Exercise instructions>
Retype the passage of the distance attenuation page starting at "## Sound attenuation formula" and ending at "around 6 dB.".

# Distance Attenuation Calculator

Created by Gabriela Diaz
Last updated: Aug 06, 2022

You can use this distance attenuation calculator to calculate the attenuation in dB of a sound that propagates from its source.

In the text below, we included some of the basics to better understand what distance attenuation is. This is what you'll find:

• Why sound attenuates with distance;
• The sound attenuation formula; and
• A quick way to calculate attenuation in dB.

Enjoy! 🔊

## Sound attenuation with distance

We are familiar with the fact that the further away we are from a sound source, the quieter we perceive it. But why does this happen?

Sound is a form of energy that travels through a medium (e.g., air) and propagates uniformly in all directions, in a spherical or hemispherical fashion. You can imagine something similar to ripples in a lake but three-dimensional.

As the surface area of the sphere grows, the initial amount of energy emitted by the sound source is distributed along this growing surface. Meaning that the further the wavefront is from the source, the greater the radius of the sphere and the lower the amount of energy per unit of area. As a result, the sound level at any point reduces as the distance from the source increases. This is how distance attenuates sound.

Sound is perceived in our ears as changes in air pressure. A practical unit used to quantify this pressure is the sound pressure level (SPL), which is expressed in the decibel logarithm scale. Lower decibel numbers denote softer sounds, whereas higher values indicate louder sounds.

🙋 Do you need to refresh what pressure is and how to calculate it? then we highly suggest checking the pressure calculator.

## Sound attenuation formula

The inverse distance law is used to determine sound pressure level changes at a given distance from the source. This one is also known as the sound attenuation formula, which is provided by:

$\small \text{SPL}_2 = \text{SPL}_1 - 20 \log\left( \cfrac{R_2}{R_1}\right)$

where:

• $\text{SPL}_1$ — Sound pressure level at point 1;
• $\text{SPL}_2$ — Sound pressure level at point 2;
• $R_1$ — Distance from the sound source to point 1; and
• $R_2$ — Distance from the sound source to point 2.

If you only need an approximate estimate of the changes on SPL instead of an accurate number, you can use the inverse square law. This law states that with every doubling of distance from the source, the intensity of a sound decreases four times. In terms of sound pressure level, with every doubling of the distance, the sound pressure level drops around 6 dB.

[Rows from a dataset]
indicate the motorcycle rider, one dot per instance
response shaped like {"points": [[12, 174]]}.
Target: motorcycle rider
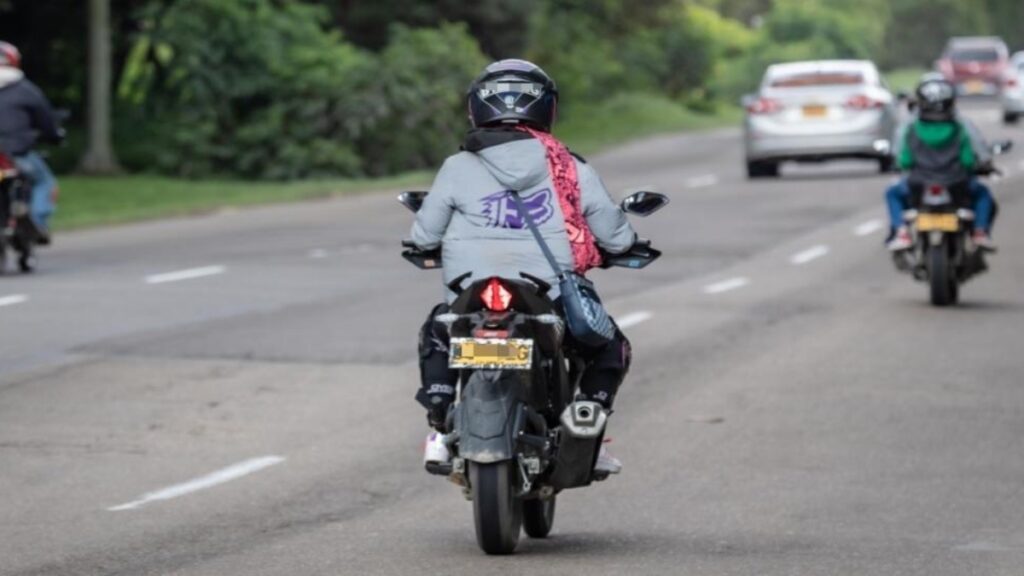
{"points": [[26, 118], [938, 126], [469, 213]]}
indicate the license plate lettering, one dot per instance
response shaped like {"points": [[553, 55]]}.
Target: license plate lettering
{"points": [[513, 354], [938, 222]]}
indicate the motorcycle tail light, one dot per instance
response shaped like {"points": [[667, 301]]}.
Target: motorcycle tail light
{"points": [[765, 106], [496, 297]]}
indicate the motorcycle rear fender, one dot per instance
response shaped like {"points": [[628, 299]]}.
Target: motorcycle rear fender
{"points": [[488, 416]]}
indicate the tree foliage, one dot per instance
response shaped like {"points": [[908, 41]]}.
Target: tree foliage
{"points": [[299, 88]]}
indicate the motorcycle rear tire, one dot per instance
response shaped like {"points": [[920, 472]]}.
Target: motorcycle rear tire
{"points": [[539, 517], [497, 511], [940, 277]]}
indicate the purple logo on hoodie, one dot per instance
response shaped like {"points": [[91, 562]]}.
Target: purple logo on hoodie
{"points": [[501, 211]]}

...

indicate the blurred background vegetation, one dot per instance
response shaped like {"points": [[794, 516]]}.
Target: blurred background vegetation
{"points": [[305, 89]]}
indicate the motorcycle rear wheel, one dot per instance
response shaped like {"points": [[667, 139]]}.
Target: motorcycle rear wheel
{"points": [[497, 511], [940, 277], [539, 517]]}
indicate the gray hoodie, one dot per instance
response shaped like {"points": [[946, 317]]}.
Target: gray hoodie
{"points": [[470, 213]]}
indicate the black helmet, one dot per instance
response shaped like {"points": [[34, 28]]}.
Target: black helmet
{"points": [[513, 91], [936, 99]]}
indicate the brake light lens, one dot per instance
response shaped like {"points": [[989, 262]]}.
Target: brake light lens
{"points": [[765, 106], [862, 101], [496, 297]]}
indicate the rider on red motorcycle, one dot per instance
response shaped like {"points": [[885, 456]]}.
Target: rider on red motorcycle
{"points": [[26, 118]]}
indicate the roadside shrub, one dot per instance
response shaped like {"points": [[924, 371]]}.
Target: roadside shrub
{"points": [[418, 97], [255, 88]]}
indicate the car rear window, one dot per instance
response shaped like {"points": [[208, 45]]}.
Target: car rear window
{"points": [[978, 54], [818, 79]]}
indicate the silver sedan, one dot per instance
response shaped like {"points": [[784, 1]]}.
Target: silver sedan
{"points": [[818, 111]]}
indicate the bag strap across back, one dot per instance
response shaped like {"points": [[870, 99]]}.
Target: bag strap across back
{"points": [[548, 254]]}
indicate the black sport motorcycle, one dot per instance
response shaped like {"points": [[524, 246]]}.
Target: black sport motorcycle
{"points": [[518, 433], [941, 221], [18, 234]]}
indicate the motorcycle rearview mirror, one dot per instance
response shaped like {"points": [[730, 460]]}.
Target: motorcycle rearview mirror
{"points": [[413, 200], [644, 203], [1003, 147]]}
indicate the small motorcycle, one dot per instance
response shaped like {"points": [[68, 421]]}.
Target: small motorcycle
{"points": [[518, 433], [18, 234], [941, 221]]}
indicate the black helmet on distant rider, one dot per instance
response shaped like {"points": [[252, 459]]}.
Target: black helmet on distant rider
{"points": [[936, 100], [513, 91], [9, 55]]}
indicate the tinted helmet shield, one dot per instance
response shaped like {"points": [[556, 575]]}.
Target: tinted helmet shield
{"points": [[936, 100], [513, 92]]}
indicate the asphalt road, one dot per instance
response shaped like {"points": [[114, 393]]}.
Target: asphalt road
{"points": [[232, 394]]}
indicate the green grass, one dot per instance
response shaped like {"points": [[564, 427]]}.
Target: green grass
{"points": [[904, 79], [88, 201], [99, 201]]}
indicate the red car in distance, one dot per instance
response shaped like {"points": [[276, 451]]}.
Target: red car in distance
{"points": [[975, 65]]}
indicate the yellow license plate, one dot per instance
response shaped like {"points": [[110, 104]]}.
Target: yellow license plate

Exercise solution>
## Sound attenuation formula

The inverse distance law is used to determine sound pressure level changes at a given distance from the source. This one is also known as the sound attenuation formula, which is provided by:

$\small \text{SPL}_2 = \text{SPL}_1 - 20 \log\left( \cfrac{R_2}{R_1}\right)$

where:

• $\text{SPL}_1$ — Sound pressure level at point 1;
• $\text{SPL}_2$ — Sound pressure level at point 2;
• $R_1$ — Distance from the sound source to point 1; and
• $R_2$ — Distance from the sound source to point 2.

If you only need an approximate estimate of the changes on SPL instead of an accurate number, you can use the inverse square law. This law states that with every doubling of distance from the source, the intensity of a sound decreases four times. In terms of sound pressure level, with every doubling of the distance, the sound pressure level drops around 6 dB.